— Task data —

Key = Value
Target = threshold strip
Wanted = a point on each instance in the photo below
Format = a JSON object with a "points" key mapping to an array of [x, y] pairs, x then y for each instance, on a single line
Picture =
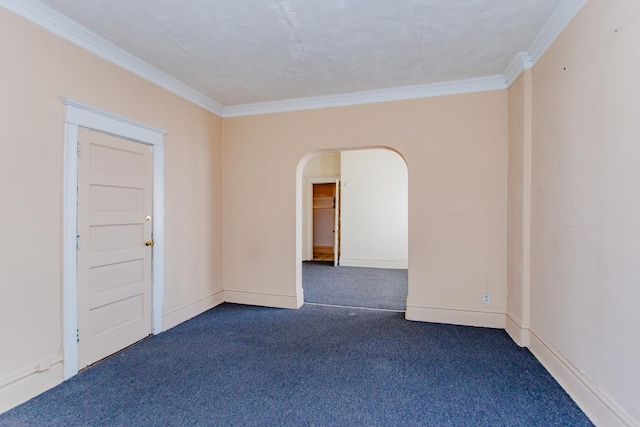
{"points": [[354, 308]]}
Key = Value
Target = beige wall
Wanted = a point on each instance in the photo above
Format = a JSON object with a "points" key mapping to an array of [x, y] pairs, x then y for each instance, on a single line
{"points": [[519, 196], [38, 69], [585, 209], [374, 209], [456, 152]]}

— Task directions —
Convert the material into a Markdown table with the columns Row and Line, giving each non-blank line its own numbered row. Leave the pictures out of the table.

— Expected answer —
| Row | Line |
|---|---|
| 1 | Key = Value |
| 2 | Target = threshold strip |
| 3 | Wanted = a point on each instance in the photo below |
| 4 | Format = a JSON object with a "points" key mapping to an array of [x, y] pairs, x then y for each instance, on a single line |
| 5 | Picture = |
| 6 | {"points": [[354, 308]]} |
| 7 | Key = Value |
| 8 | Target = beige wall |
| 9 | Wanted = a point on each instance in the photo above |
| 10 | Format = a JSON object with a "points" key mapping to an array of [x, y] pairs, x then y for each instance, on a single line |
| 11 | {"points": [[519, 196], [38, 69], [585, 209], [374, 209], [456, 152]]} |